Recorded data

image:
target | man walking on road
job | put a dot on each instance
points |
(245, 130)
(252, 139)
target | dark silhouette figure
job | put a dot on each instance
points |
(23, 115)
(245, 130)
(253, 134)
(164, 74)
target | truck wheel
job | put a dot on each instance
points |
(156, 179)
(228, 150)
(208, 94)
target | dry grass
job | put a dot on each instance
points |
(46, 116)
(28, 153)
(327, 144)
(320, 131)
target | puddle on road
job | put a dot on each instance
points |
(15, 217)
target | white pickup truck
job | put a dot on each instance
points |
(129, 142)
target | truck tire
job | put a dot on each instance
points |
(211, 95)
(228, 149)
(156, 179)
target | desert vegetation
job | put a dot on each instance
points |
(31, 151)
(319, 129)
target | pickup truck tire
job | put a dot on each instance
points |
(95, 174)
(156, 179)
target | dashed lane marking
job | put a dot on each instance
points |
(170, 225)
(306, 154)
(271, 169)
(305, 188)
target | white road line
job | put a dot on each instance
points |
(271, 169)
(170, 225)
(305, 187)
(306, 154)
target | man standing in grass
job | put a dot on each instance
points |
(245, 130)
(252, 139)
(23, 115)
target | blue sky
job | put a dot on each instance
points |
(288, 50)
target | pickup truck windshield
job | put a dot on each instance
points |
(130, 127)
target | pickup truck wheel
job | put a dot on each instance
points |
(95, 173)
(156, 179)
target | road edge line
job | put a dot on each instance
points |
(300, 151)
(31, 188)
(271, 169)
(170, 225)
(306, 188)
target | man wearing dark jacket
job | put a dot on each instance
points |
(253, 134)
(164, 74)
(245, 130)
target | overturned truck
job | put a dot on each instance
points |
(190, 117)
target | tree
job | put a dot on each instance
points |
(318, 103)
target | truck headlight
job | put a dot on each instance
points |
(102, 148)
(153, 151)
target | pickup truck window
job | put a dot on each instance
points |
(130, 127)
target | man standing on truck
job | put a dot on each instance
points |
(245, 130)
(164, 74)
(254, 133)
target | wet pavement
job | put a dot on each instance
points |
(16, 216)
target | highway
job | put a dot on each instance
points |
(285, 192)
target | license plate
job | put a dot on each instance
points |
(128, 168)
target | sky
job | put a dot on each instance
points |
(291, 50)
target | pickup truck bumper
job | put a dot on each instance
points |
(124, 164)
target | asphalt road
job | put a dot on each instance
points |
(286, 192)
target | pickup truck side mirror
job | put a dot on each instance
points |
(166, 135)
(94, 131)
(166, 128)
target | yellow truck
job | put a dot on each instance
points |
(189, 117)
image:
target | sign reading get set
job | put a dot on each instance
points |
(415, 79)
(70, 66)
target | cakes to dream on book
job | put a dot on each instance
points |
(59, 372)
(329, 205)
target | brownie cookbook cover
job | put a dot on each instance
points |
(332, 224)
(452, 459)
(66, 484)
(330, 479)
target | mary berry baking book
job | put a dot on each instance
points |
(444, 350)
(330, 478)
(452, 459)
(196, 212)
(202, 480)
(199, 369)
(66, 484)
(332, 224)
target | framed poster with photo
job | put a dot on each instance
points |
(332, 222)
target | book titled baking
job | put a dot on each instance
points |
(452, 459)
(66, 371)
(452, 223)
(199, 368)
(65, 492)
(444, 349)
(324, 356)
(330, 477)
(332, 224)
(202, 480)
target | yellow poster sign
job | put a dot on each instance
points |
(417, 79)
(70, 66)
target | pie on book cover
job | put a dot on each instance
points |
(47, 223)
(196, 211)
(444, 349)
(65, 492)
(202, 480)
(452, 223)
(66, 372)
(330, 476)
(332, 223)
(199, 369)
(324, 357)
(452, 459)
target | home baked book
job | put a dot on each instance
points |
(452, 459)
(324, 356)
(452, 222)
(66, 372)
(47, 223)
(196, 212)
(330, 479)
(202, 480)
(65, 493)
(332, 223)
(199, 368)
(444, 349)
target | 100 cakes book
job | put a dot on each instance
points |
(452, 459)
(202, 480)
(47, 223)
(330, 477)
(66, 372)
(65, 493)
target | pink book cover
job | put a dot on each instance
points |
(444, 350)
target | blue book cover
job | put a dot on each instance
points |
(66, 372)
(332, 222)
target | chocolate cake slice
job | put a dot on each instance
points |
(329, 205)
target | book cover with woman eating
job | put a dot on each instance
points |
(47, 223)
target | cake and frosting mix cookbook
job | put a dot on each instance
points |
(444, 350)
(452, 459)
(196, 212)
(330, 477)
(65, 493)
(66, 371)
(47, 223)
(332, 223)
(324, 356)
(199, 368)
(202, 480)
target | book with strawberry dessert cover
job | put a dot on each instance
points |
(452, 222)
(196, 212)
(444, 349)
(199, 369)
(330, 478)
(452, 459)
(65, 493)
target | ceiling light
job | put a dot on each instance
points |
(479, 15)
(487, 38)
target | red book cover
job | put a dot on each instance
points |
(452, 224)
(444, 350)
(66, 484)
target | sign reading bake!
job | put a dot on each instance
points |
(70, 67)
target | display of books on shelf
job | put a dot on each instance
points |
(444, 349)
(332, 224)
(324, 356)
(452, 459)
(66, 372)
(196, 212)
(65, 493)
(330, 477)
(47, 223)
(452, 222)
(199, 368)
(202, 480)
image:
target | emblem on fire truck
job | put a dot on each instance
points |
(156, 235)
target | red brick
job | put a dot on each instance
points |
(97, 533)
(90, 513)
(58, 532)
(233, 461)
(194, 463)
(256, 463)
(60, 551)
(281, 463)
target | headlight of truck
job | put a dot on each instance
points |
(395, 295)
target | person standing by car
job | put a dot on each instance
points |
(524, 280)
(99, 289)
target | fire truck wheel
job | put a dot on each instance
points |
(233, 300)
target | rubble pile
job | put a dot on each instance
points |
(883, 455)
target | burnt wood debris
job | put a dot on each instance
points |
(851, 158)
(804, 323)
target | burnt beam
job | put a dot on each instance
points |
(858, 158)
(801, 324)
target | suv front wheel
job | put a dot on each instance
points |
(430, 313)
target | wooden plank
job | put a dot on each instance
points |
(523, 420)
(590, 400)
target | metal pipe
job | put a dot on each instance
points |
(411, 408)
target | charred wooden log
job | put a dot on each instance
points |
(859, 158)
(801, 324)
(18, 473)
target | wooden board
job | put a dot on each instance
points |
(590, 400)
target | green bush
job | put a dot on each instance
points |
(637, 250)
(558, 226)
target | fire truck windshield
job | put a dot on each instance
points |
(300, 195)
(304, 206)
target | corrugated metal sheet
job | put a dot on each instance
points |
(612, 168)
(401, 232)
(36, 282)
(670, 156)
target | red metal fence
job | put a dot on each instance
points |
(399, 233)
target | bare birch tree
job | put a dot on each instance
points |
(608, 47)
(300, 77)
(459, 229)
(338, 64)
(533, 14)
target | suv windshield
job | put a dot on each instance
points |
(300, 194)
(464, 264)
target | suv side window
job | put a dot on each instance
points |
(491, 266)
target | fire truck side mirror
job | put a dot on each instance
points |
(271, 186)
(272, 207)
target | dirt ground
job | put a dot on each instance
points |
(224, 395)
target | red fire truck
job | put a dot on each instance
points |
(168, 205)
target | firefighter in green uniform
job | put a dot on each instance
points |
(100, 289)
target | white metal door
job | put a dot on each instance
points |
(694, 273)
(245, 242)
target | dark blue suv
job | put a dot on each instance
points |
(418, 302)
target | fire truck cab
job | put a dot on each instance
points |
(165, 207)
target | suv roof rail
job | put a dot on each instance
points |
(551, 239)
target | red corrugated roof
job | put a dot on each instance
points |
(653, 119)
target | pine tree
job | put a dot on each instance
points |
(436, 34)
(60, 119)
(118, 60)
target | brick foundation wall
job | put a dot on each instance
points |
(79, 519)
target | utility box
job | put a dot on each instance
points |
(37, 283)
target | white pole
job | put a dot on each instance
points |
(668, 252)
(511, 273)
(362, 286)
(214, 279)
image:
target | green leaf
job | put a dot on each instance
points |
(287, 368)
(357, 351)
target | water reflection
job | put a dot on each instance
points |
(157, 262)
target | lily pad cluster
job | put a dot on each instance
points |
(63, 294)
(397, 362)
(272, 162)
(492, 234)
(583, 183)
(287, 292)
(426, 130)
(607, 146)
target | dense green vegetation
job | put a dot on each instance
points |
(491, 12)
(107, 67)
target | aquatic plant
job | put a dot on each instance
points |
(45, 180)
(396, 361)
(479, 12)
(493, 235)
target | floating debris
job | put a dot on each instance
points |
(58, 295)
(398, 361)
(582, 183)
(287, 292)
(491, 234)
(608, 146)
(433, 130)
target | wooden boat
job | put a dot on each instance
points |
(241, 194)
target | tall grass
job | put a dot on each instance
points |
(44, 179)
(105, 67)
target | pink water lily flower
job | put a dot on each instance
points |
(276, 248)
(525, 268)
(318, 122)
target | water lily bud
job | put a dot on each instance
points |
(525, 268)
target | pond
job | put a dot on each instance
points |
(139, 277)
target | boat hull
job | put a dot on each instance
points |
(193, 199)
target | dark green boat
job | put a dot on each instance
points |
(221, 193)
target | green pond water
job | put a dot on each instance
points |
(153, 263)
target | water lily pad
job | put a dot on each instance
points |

WHAT IS REQUIRED | Copy out the range of lines above starting at the line with "target | 100 cakes book" and ending at the line with "target | sign reading bake!", exactly and including both.

ANSWER SPACE |
target | 100 cakes book
job | put a dot on each instance
points |
(452, 459)
(202, 480)
(47, 223)
(330, 477)
(66, 372)
(65, 493)
target | pink book cover
job | put a dot on each instance
points |
(444, 350)
target | blue book cover
job | put a dot on each instance
points |
(66, 372)
(332, 222)
target | chocolate cake slice
job | put a dot on each instance
points |
(329, 205)
target | book cover with woman eating
job | put a dot on each instance
points |
(47, 223)
target | cake and frosting mix cookbook
job | put a dot on each instance
points |
(444, 350)
(452, 459)
(196, 212)
(330, 477)
(65, 493)
(66, 371)
(47, 223)
(332, 223)
(324, 356)
(199, 368)
(202, 480)
target | book with strawberry dessert cover
job | put a dot on each instance
points |
(452, 222)
(196, 212)
(444, 349)
(199, 369)
(330, 478)
(452, 459)
(65, 493)
target | ceiling light
job | put a dot on each instance
points |
(479, 15)
(487, 38)
target | red book cover
job | put a dot on each instance
points |
(452, 224)
(444, 350)
(66, 484)
target | sign reading bake!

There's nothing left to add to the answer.